## WHAT YOU NEED TO DO
Rewrite the lines from the very first one through the line that contains "[208, 240, 298, 336]", putting "annotation workflow" wherever "dataset curation pipeline" appears and changing nothing else.

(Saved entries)
· · · · · · ·

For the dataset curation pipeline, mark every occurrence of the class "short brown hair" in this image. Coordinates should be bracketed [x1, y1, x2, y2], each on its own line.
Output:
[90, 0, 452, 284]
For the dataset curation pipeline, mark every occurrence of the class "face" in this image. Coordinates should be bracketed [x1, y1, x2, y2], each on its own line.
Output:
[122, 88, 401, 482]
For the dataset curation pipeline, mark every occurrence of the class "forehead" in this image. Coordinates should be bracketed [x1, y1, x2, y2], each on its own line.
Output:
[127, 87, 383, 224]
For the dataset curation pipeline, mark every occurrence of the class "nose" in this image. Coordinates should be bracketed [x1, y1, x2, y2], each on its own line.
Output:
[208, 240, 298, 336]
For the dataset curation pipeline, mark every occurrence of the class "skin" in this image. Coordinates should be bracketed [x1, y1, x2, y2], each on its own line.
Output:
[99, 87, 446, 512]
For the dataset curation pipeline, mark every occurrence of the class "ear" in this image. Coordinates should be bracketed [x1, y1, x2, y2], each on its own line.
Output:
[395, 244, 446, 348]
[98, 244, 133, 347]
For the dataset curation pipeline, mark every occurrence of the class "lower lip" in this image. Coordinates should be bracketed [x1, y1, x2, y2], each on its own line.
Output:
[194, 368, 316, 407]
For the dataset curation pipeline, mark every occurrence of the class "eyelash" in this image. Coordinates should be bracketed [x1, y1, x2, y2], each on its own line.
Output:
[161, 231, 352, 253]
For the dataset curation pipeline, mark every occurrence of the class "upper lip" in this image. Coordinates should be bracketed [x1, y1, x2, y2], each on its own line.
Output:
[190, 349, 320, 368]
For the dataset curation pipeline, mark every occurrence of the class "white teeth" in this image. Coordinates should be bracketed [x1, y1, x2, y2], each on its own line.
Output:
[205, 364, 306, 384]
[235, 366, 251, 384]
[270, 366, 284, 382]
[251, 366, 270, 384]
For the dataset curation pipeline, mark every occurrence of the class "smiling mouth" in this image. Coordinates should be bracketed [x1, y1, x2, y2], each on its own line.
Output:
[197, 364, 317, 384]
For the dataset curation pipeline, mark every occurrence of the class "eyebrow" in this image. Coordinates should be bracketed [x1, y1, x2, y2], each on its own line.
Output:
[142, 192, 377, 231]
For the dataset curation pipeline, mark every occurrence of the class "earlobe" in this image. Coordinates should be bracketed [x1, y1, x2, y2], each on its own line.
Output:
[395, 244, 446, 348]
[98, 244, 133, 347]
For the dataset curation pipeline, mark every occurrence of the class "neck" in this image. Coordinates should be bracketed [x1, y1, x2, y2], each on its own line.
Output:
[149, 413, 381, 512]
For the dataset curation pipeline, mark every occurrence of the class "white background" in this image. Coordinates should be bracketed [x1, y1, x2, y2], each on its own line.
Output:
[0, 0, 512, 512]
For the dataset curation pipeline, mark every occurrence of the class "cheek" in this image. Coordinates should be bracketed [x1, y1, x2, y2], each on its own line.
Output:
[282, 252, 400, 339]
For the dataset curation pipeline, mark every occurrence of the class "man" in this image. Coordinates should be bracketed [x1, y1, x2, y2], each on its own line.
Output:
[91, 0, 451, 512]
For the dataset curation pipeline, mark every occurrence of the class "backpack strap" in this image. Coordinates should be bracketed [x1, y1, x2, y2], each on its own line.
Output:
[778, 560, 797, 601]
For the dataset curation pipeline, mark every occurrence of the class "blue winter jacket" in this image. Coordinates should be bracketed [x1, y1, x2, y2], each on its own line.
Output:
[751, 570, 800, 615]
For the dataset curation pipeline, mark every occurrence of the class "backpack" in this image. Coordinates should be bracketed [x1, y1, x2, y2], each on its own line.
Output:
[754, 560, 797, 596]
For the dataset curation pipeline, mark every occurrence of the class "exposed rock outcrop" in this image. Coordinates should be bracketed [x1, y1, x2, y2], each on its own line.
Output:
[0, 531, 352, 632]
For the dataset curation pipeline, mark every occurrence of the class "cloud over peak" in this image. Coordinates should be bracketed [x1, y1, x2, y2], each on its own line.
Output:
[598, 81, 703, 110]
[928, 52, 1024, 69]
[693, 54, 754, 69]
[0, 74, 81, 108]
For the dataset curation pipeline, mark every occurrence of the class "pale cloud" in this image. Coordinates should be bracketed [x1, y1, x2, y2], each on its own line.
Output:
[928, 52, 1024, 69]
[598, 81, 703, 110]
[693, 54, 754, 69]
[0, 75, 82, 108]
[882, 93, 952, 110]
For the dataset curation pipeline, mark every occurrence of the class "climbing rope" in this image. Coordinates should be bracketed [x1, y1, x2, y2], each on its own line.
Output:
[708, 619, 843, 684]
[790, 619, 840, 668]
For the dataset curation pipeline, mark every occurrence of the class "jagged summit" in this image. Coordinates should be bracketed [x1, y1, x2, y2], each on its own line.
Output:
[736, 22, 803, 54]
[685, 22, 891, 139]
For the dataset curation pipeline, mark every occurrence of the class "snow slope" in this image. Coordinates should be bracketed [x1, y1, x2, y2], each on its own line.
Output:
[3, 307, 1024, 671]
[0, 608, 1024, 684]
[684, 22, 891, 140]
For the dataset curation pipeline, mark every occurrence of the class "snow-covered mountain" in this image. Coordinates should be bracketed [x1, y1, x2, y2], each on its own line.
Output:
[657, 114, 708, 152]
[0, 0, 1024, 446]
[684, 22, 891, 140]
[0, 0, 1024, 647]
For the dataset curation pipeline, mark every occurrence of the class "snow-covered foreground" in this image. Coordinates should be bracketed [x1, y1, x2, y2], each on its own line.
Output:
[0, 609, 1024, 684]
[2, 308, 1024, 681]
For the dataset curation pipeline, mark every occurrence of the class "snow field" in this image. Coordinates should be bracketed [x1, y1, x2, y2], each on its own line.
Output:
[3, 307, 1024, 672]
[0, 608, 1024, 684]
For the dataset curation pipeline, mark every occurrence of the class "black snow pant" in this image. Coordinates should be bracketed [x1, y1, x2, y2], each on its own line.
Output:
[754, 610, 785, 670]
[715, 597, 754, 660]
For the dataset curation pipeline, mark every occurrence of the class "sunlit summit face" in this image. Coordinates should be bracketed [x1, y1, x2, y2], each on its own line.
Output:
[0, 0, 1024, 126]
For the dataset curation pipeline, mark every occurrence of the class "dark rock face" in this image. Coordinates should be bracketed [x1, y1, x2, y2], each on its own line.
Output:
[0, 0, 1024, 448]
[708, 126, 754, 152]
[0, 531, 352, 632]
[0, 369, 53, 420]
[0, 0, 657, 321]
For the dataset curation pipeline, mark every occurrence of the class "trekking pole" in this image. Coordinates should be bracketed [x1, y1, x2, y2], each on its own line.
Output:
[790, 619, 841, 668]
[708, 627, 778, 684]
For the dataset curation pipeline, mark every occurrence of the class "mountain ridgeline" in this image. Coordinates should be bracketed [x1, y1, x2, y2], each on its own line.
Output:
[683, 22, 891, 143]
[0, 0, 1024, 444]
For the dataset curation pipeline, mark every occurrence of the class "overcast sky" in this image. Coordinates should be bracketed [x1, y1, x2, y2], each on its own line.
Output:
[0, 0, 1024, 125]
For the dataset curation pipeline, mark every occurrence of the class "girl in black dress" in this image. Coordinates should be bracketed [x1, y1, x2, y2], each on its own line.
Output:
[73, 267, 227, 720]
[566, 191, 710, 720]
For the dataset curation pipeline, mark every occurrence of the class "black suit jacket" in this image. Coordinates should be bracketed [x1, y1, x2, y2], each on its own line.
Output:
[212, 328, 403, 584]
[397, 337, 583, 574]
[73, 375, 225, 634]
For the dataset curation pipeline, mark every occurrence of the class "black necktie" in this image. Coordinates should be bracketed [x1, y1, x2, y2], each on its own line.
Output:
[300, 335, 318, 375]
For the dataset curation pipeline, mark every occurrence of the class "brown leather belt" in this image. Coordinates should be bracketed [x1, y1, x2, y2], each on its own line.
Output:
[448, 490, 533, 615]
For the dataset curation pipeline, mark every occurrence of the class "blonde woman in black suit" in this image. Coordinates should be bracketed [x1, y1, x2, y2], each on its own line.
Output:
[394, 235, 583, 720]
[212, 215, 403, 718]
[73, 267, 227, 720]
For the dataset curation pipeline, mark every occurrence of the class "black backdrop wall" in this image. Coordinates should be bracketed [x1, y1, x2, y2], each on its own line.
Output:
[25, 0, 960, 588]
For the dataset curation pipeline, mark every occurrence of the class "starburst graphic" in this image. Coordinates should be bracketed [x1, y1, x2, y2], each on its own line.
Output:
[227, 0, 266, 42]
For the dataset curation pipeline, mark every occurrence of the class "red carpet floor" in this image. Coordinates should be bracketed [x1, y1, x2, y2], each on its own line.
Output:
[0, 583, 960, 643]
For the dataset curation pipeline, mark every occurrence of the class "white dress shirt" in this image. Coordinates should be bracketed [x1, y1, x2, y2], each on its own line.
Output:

· · · · · · ·

## EXERCISE RESULT
For the annotation workflow, mark every occurrence of the class "short brown hair" in this image. Coordinates should be bracketed [x1, y1, x2, y2], each on its own line.
Output:
[90, 0, 452, 284]
For the annotation workflow, mark every occurrence of the class "face" in this image. Coordinates should be bracketed [x1, y1, x2, y2], each on its own line.
Output:
[122, 88, 401, 482]
For the annotation workflow, mark every occurrence of the class "forehead" in this image. Coordinates should be bracketed [x1, y1, x2, y2], each on its own line.
Output:
[127, 87, 383, 224]
For the annotation workflow, mark every occurrence of the class "nose" in this image. Coordinates should be bracketed [x1, y1, x2, y2], each on its own line.
Output:
[208, 240, 298, 336]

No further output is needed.